--- Data for the task ---
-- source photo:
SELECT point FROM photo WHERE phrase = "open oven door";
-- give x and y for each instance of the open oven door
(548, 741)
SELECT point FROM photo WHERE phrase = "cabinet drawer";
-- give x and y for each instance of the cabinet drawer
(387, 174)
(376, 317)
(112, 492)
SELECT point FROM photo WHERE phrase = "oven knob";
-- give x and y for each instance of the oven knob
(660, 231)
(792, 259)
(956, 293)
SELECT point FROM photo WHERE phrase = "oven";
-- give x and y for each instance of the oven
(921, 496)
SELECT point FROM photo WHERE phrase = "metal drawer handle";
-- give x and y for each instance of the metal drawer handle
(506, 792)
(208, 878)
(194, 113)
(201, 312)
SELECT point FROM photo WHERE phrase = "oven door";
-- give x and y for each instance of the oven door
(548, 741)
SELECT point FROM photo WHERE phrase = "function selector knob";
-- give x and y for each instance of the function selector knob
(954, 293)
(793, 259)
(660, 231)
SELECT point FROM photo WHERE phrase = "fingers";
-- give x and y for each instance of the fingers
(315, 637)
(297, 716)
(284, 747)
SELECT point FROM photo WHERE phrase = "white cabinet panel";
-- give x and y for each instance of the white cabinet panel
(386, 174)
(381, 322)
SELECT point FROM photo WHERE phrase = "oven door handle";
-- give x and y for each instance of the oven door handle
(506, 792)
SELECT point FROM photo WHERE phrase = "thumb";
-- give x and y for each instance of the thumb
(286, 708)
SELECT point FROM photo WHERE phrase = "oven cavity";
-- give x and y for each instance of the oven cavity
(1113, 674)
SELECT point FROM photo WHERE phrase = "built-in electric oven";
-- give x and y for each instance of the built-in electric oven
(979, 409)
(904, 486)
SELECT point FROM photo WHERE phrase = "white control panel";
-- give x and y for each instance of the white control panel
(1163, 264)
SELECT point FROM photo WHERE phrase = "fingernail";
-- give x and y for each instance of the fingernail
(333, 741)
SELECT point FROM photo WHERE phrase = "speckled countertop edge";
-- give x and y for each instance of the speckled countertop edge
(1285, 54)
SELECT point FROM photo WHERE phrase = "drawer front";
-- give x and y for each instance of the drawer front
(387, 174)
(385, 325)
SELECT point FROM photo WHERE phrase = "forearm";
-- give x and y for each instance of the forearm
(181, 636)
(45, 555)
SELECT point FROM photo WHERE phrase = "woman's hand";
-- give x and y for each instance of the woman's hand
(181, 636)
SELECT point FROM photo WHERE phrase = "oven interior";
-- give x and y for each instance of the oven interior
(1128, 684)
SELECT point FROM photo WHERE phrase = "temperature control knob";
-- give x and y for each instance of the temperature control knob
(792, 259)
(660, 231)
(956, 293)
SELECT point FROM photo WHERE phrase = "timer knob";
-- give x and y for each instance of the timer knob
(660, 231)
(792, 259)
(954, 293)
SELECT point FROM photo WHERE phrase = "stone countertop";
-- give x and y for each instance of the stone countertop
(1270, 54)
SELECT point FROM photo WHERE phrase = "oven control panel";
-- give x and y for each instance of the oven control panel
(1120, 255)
---
• **Exercise details**: Output each record precisely as given.

• **Correct response**:
-- source photo:
SELECT point FROM photo WHERE phrase = "open oven door";
-- give x and y for each instance of the open oven door
(548, 741)
SELECT point FROM photo WHERE phrase = "cabinet drawer";
-- give x and y for each instance of the cabinet drawer
(387, 174)
(376, 317)
(112, 492)
SELECT point FROM photo WHERE phrase = "oven knob";
-- give x and y for each instance of the oven knob
(660, 231)
(792, 259)
(956, 293)
SELECT point FROM photo WHERE phrase = "oven";
-- give x and y for each instance of the oven
(921, 496)
SELECT point FROM photo WHERE phrase = "metal drawer handle";
-- give x and y for each instance of the metal drawer handle
(506, 792)
(208, 878)
(194, 113)
(201, 312)
SELECT point FROM photo WHERE phrase = "oven door";
-- give x and y for each instance of the oven door
(548, 741)
SELECT point FROM photo WHERE phrase = "function selector knob";
-- give x and y for each instance of the function selector knob
(954, 293)
(793, 259)
(660, 231)
SELECT point FROM photo WHERE phrase = "fingers";
-- give x and y for each instance of the fingers
(315, 637)
(297, 716)
(284, 747)
SELECT point FROM photo WHERE phrase = "white cabinet panel";
-- give x and y for each instance of the white cabinet panel
(386, 174)
(381, 322)
SELECT point FROM photo WHERE phrase = "oven door handle";
-- give x and y for each instance of the oven door handle
(506, 792)
SELECT point FROM photo WHERE phrase = "thumb";
-- give x and y for each instance of the thumb
(286, 708)
SELECT point FROM photo WHERE phrase = "oven cavity";
-- give x and y for each instance of the oven cavity
(1113, 674)
SELECT point FROM photo WHERE phrase = "built-in electric oven";
-- give x and y for each instance of the built-in electric oven
(979, 409)
(904, 486)
SELECT point FROM photo WHERE phrase = "white control panel";
-- give x and y for each instance of the white control panel
(1163, 264)
SELECT point FROM photo WHERE phrase = "fingernail";
-- give x and y for each instance of the fingernail
(333, 741)
SELECT point FROM photo WHERE phrase = "speckled countertop edge";
-- give x and y for each instance of the speckled countertop edge
(1285, 54)
SELECT point FROM photo WHERE phrase = "drawer front";
-- give x and y for each instance of the drawer front
(387, 174)
(385, 325)
SELECT point FROM photo WHERE phrase = "forearm";
-- give x and y for each instance of the forearm
(181, 636)
(45, 555)
SELECT point FROM photo WHERE phrase = "woman's hand";
-- give x and y for each instance of the woman's hand
(181, 636)
SELECT point FROM photo WHERE phrase = "oven interior";
-- give x and y for each instance of the oven interior
(1128, 684)
SELECT point FROM photo WHERE phrase = "temperature control knob";
-- give x and y for each instance of the temperature control knob
(792, 259)
(660, 231)
(956, 293)
SELECT point FROM photo WHERE phrase = "timer knob";
-- give x and y for each instance of the timer knob
(660, 231)
(792, 259)
(954, 293)
SELECT point FROM photo WHERE phrase = "stone countertop";
-- give x and y for each instance of the stone countertop
(1270, 54)
SELECT point FROM photo WHERE phrase = "oven control panel";
-- give x and y for each instance of the oven control panel
(1120, 255)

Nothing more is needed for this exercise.